__Task data__
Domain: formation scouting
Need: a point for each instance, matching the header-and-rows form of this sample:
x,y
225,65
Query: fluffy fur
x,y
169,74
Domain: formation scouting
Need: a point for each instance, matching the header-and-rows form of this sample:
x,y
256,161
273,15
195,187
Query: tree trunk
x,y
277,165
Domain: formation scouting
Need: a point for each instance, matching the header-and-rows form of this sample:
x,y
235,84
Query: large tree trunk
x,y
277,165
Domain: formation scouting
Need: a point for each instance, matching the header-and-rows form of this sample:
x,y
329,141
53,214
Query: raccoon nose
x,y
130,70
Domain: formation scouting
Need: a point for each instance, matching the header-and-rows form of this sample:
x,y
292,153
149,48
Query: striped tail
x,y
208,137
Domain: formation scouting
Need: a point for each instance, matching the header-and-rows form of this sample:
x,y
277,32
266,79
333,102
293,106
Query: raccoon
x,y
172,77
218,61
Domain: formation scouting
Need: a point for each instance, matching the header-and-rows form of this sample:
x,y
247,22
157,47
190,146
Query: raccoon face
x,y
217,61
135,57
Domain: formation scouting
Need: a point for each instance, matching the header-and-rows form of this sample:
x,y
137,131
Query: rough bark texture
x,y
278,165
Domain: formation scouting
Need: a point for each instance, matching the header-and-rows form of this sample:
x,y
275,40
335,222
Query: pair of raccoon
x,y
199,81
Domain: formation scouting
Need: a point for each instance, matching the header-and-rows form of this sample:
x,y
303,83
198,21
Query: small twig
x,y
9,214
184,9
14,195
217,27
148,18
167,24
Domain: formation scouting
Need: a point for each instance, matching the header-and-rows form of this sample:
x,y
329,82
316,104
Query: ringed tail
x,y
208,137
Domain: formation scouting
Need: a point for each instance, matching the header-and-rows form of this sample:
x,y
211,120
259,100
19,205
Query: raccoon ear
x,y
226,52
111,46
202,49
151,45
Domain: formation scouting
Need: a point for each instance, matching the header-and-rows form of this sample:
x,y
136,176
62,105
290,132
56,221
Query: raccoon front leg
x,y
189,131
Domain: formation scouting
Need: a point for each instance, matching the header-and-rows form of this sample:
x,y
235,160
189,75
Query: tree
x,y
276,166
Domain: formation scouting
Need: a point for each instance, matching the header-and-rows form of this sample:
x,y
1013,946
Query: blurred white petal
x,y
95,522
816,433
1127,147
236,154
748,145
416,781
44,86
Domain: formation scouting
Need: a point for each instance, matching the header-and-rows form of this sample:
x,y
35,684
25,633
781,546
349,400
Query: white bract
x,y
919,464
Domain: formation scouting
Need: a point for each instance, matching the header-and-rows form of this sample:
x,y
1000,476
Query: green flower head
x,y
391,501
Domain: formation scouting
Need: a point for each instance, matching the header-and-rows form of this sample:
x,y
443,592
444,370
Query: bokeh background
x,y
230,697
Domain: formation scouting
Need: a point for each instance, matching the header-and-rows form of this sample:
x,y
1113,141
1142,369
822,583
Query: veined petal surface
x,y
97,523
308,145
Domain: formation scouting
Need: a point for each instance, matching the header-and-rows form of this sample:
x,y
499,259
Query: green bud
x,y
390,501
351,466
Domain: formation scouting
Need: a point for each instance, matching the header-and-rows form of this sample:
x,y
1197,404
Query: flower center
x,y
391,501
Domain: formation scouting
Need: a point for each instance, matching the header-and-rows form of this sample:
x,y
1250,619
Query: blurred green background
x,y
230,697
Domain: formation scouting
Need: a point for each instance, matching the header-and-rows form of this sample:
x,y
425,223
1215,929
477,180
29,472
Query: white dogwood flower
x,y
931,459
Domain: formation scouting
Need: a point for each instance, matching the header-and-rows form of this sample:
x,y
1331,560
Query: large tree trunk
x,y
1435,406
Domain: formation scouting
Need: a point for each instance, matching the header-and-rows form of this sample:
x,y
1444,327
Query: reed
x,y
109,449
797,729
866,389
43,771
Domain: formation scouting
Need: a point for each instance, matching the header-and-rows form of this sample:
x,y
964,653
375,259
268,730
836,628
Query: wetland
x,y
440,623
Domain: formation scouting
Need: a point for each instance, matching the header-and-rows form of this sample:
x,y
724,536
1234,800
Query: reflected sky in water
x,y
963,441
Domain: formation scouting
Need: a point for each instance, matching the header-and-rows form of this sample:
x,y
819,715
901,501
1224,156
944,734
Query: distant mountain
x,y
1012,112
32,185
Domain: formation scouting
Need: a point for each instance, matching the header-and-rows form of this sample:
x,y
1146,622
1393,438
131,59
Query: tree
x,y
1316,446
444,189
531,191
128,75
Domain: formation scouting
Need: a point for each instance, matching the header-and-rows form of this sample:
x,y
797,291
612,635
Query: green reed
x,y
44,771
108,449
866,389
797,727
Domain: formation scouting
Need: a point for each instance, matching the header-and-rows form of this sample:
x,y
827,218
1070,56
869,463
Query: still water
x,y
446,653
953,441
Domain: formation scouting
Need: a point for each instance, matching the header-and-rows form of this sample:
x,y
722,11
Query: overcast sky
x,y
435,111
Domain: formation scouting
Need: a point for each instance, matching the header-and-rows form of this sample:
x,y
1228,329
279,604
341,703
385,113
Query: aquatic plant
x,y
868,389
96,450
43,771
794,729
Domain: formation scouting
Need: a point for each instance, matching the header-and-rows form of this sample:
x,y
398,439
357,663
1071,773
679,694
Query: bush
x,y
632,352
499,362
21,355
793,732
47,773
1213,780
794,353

__Instructions for the task__
Reproduce each record exactly as it appears.

__Output below__
Domain: formation scouting
Need: a point for each instance, matching the header-and-rows form of this sample:
x,y
225,65
Query: fluffy fur
x,y
169,74
Domain: formation scouting
Need: a point for each instance, matching the header-and-rows form of this sample:
x,y
256,161
273,15
195,187
Query: tree trunk
x,y
277,165
Domain: formation scouting
Need: a point for each instance, matching the header-and-rows form of this sample:
x,y
235,84
Query: large tree trunk
x,y
277,165
Domain: formation scouting
Need: a point for each instance, matching the header-and-rows form of this sample:
x,y
329,141
53,214
Query: raccoon nose
x,y
130,70
Domain: formation scouting
Need: a point for each instance, matching the header-and-rows form of this sample:
x,y
292,153
149,48
Query: striped tail
x,y
208,137
Domain: formation scouting
Need: a point for each instance, matching the header-and-rows form of this sample:
x,y
277,32
266,79
333,102
293,106
Query: raccoon
x,y
172,77
218,61
Domain: formation scouting
Need: a point for each instance, matching the header-and-rows form of this sample:
x,y
247,22
157,47
190,146
Query: raccoon face
x,y
217,61
135,57
Domain: formation scouting
Need: a point for each instance, matching the header-and-rows form of this sample:
x,y
137,131
Query: rough bark texture
x,y
278,165
Domain: formation scouting
Need: a point for each instance, matching the header-and-rows form of this sample:
x,y
275,40
335,222
Query: pair of raccoon
x,y
199,81
Domain: formation scouting
Need: a point for each instance, matching the header-and-rows form of this sample:
x,y
303,83
198,21
Query: small twig
x,y
9,214
184,9
14,195
217,27
148,18
167,24
Domain: formation scouting
Need: a point for each instance, matching the header-and-rows form of this sample:
x,y
329,82
316,104
Query: ringed tail
x,y
208,137
Domain: formation scouting
Need: a point for each instance, matching the header-and-rows form of this sample:
x,y
211,120
259,100
19,205
Query: raccoon ear
x,y
226,52
111,46
202,49
151,45
Domain: formation scouting
Need: a point for each instance, matching the header-and-rows form of this sample:
x,y
136,176
62,105
290,132
56,221
Query: raccoon front leg
x,y
189,131
Domain: formation scouting
Need: a point for each instance, matching the header-and-rows form of this sample:
x,y
235,160
189,75
Query: tree
x,y
276,166
Domain: formation scouting
Need: a point for each instance, matching the header-and-rows form of this sample:
x,y
1013,946
Query: blurred white petal
x,y
95,522
816,433
1127,147
236,154
748,145
416,781
44,86
Domain: formation scouting
Need: a point for each instance, matching the header-and-rows form of this sample:
x,y
35,684
25,633
781,546
349,400
Query: white bract
x,y
919,464
Domain: formation scouting
Need: a point for each instance, matching the header-and-rows form of this sample:
x,y
1000,476
Query: green flower head
x,y
391,501
Domain: formation scouting
Need: a point for each instance, matching the header-and-rows form of this sample:
x,y
443,592
444,370
Query: bokeh background
x,y
230,697
Domain: formation scouting
Need: a point for each instance, matching the header-and-rows form of this sample:
x,y
1113,141
1142,369
822,583
Query: veined petal surface
x,y
97,523
308,145
Domain: formation scouting
Need: a point for each instance, matching the header-and-rows form of this sample:
x,y
499,259
Query: green bud
x,y
390,501
351,466
Domain: formation scouting
Need: a point for each instance, matching the header-and-rows form of this sample:
x,y
1197,404
Query: flower center
x,y
391,501
Domain: formation scouting
Need: a point for each instance, matching the header-and-rows form of this sample:
x,y
1250,619
Query: blurred green background
x,y
230,697
Domain: formation scouting
Need: a point for each instance, matching the header-and-rows form of this sample:
x,y
425,223
1215,929
477,180
29,472
Query: white dogwood flower
x,y
931,459
Domain: formation scouting
Need: a point for each instance, matching the header-and-rows form of this sample:
x,y
1331,560
Query: large tree trunk
x,y
1435,406
Domain: formation scouting
Need: a point for each instance, matching the header-and-rows form of this sample:
x,y
1444,327
Query: reed
x,y
109,449
797,729
866,389
43,771
Domain: formation scouting
Need: a point for each instance, matching the header-and-rows form of this sample:
x,y
964,653
375,259
268,730
836,628
Query: wetland
x,y
440,623
Domain: formation scouting
Need: a point for each instance, matching the header-and-rows form of this sample:
x,y
724,536
1234,800
Query: reflected sky in water
x,y
963,441
Domain: formation scouting
Need: a point for each instance, matching the header-and-rows form of this sample:
x,y
819,715
901,501
1224,156
944,734
Query: distant mountain
x,y
1012,112
32,185
Domain: formation scouting
Need: a point for each instance, matching the header-and-rows form of this sample:
x,y
1146,622
1393,438
131,59
Query: tree
x,y
1316,446
444,189
531,191
128,75
Domain: formation scouting
Need: a point for each instance, matching the header-and-rows form of this sample:
x,y
797,291
612,635
Query: green reed
x,y
44,771
108,449
866,389
797,727
Domain: formation scouting
Need: a point for each instance, matching the header-and-rows form of this sample:
x,y
827,218
1070,56
869,463
Query: still water
x,y
446,653
953,441
Domain: formation scouting
Need: a point for each instance, matching the header-and-rows form of this sample:
x,y
722,11
Query: overcast sky
x,y
435,111
Domain: formation scouting
Need: a point for each instance, matching the header-and-rows form of this sample:
x,y
1228,329
279,604
341,703
385,113
Query: aquatic plant
x,y
868,389
96,450
43,771
794,729
Domain: formation scouting
Need: a point for each instance, matching the header-and-rows form of this sample:
x,y
398,439
357,663
1071,773
679,694
Query: bush
x,y
632,352
499,362
21,355
793,732
47,773
1213,780
794,353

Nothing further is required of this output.